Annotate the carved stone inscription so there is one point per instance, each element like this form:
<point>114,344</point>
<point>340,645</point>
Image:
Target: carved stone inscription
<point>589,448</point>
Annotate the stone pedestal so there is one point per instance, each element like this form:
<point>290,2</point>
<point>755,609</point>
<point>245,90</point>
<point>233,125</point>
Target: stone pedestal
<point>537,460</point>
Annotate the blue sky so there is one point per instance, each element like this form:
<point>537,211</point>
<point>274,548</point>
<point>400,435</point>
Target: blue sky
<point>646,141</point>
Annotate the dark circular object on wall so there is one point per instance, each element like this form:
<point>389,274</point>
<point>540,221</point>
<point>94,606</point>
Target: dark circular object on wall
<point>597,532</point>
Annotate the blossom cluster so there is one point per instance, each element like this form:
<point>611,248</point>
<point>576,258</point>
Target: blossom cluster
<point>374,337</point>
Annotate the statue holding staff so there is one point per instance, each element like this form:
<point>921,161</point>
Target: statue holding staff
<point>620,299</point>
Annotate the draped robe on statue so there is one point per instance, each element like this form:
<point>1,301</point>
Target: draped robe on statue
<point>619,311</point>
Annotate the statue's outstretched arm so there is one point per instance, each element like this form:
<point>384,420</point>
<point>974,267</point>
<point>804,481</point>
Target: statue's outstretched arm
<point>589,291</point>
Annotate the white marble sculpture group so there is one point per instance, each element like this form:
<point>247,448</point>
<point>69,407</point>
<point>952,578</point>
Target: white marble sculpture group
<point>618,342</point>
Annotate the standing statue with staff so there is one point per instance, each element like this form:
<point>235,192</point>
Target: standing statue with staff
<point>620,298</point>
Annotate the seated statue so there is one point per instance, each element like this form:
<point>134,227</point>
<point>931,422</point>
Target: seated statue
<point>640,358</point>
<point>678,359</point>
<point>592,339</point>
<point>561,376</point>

◇ ◇ ◇

_Problema_
Reescreva todas as entradas acima trocando "Target" por "Label" e deixando todo o resto igual.

_Resposta completa_
Annotate the carved stone inscription so there is one point per instance, each element like this form:
<point>114,344</point>
<point>340,645</point>
Image:
Label: carved stone inscription
<point>589,448</point>
Annotate the stone pedestal so there is one point per instance, each element like this form:
<point>290,2</point>
<point>755,609</point>
<point>245,90</point>
<point>233,125</point>
Label: stone pedestal
<point>537,460</point>
Annotate the blue sky so there is one point per instance, each element like this form:
<point>537,211</point>
<point>274,548</point>
<point>400,435</point>
Label: blue sky
<point>646,141</point>
Annotate the dark circular object on wall so there is one point per instance, each element like this form:
<point>389,274</point>
<point>540,221</point>
<point>94,606</point>
Label: dark circular object on wall
<point>597,532</point>
Annotate the blossom cluster so there is one point per instance, each element like this form:
<point>611,248</point>
<point>576,258</point>
Label: blossom cluster
<point>374,337</point>
Annotate the statue holding staff so there is one point per instance, each element like this form:
<point>921,161</point>
Label: statue holding staff
<point>620,299</point>
Annotate the draped robe on statue so there is one point per instance, each element like this form:
<point>1,301</point>
Label: draped robe on statue
<point>619,311</point>
Annotate the statue's outstretched arm so there is one point per instance, each element like this form:
<point>384,420</point>
<point>974,267</point>
<point>804,481</point>
Label: statue's outstretched arm
<point>589,291</point>
Annotate the white marble sculpture group so there is one point per instance, each element like this form:
<point>247,448</point>
<point>69,407</point>
<point>952,578</point>
Label: white marble sculpture group
<point>618,342</point>
Annotate the standing statue with staff so there is one point per instance, each element like this form:
<point>235,192</point>
Label: standing statue with staff
<point>620,298</point>
Annotate the seated statue so there is one point per instance, each element like this form:
<point>134,227</point>
<point>931,422</point>
Label: seated statue
<point>640,358</point>
<point>678,359</point>
<point>592,339</point>
<point>561,376</point>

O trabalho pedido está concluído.